▸ REQUIRED TASK: Gather and copy out every line of the records below that contains the word "arched".

---+---

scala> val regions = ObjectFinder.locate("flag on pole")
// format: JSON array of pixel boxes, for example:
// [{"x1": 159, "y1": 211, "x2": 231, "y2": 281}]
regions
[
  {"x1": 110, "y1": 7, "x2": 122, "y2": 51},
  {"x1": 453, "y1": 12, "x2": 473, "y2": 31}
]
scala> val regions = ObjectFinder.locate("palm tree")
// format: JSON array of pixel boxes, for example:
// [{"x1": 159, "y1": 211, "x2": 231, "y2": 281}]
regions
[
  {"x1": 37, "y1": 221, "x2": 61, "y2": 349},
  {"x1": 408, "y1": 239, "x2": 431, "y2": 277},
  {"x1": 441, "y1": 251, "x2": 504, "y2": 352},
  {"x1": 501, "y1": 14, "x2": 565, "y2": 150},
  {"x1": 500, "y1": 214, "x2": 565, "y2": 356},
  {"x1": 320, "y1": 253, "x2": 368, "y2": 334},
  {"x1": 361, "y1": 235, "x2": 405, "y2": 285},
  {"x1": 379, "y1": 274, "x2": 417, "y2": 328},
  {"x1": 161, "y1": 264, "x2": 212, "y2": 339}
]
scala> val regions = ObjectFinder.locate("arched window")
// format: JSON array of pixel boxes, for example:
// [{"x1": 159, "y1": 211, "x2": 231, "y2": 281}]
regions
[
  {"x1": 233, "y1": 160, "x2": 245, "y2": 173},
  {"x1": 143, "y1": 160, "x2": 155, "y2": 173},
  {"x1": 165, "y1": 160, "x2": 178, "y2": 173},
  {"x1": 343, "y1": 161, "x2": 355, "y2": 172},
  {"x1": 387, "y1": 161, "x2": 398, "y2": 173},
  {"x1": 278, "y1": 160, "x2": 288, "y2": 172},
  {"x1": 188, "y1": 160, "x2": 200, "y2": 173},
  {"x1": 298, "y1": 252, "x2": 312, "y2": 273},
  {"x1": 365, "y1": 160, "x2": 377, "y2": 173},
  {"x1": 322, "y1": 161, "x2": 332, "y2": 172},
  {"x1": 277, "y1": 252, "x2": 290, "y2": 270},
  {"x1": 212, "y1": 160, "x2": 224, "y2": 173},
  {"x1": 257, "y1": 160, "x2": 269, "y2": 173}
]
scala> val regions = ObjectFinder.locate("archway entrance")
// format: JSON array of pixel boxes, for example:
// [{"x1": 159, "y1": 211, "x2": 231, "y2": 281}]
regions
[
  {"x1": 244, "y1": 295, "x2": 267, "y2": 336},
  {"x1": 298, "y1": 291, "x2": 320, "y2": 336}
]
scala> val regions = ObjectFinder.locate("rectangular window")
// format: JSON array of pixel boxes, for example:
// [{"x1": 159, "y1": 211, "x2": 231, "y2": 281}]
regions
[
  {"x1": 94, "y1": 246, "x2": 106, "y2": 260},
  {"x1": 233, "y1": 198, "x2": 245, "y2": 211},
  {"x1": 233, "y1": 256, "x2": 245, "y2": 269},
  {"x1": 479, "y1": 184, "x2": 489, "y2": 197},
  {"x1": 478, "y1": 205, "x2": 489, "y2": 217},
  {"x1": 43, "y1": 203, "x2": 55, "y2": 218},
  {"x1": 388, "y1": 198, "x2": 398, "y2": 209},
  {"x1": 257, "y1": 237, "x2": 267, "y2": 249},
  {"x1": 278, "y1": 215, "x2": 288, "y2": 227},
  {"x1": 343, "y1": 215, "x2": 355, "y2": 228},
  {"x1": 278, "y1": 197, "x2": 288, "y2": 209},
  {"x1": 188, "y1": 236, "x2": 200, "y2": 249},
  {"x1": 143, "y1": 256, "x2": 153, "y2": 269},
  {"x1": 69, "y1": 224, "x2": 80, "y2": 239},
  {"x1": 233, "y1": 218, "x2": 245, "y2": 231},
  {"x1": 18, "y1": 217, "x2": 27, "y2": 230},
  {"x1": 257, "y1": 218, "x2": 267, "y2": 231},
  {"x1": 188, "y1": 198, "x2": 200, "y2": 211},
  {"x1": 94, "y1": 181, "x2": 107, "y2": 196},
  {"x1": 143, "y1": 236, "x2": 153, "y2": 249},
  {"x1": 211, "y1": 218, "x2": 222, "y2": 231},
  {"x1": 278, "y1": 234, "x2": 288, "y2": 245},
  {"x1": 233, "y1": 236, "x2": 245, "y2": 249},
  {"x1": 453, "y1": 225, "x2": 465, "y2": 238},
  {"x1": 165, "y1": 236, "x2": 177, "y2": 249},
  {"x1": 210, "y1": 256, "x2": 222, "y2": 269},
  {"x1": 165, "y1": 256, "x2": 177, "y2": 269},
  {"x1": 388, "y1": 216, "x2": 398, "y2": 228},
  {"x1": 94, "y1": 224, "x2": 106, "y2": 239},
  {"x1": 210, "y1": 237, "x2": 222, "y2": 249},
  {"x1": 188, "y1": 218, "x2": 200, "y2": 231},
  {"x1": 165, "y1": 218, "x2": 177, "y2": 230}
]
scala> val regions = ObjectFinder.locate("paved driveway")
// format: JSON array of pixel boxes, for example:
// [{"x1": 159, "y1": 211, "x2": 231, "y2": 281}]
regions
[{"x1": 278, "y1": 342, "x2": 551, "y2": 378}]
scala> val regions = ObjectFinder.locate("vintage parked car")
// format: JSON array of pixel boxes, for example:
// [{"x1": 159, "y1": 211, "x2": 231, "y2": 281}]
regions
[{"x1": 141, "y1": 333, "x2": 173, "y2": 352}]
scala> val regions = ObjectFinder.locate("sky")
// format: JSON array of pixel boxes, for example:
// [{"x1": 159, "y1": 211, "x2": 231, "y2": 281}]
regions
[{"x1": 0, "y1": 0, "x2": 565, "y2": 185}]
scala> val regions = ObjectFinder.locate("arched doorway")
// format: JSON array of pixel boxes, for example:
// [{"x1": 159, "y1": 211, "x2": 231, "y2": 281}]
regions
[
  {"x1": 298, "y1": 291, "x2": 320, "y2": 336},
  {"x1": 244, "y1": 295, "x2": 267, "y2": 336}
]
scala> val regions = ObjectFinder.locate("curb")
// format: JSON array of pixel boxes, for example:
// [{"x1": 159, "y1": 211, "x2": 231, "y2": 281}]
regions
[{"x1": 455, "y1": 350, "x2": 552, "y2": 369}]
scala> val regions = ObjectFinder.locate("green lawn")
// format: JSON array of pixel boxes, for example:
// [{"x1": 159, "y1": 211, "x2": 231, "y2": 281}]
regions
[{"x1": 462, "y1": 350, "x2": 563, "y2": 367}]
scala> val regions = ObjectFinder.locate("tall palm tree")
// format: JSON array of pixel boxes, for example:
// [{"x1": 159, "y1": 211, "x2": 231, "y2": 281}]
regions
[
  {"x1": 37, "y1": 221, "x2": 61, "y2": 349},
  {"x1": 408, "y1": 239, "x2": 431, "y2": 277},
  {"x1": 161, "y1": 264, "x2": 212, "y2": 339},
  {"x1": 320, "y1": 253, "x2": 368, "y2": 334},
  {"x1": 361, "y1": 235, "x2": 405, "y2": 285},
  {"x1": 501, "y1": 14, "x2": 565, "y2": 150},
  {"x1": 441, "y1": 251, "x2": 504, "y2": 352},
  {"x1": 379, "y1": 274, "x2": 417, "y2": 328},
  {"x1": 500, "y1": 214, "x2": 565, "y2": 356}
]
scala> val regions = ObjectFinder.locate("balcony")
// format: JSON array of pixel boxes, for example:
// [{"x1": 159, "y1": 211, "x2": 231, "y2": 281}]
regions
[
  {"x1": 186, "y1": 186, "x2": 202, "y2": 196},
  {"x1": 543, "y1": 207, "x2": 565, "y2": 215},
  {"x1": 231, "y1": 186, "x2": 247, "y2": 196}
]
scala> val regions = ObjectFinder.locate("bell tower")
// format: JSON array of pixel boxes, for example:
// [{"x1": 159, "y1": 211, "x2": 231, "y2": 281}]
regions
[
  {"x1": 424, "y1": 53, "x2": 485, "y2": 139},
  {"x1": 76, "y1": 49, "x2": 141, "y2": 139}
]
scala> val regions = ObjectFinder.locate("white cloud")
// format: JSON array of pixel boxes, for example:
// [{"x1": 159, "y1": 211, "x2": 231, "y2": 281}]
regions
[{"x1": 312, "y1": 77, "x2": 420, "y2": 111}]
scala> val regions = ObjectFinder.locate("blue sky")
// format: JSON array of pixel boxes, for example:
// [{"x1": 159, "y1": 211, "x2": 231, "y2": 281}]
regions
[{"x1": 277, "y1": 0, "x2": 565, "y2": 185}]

---+---

▸ PROBLEM SOLUTION:
scala> val regions = ObjectFinder.locate("arched window")
scala> val regions = ObjectFinder.locate("arched doorway")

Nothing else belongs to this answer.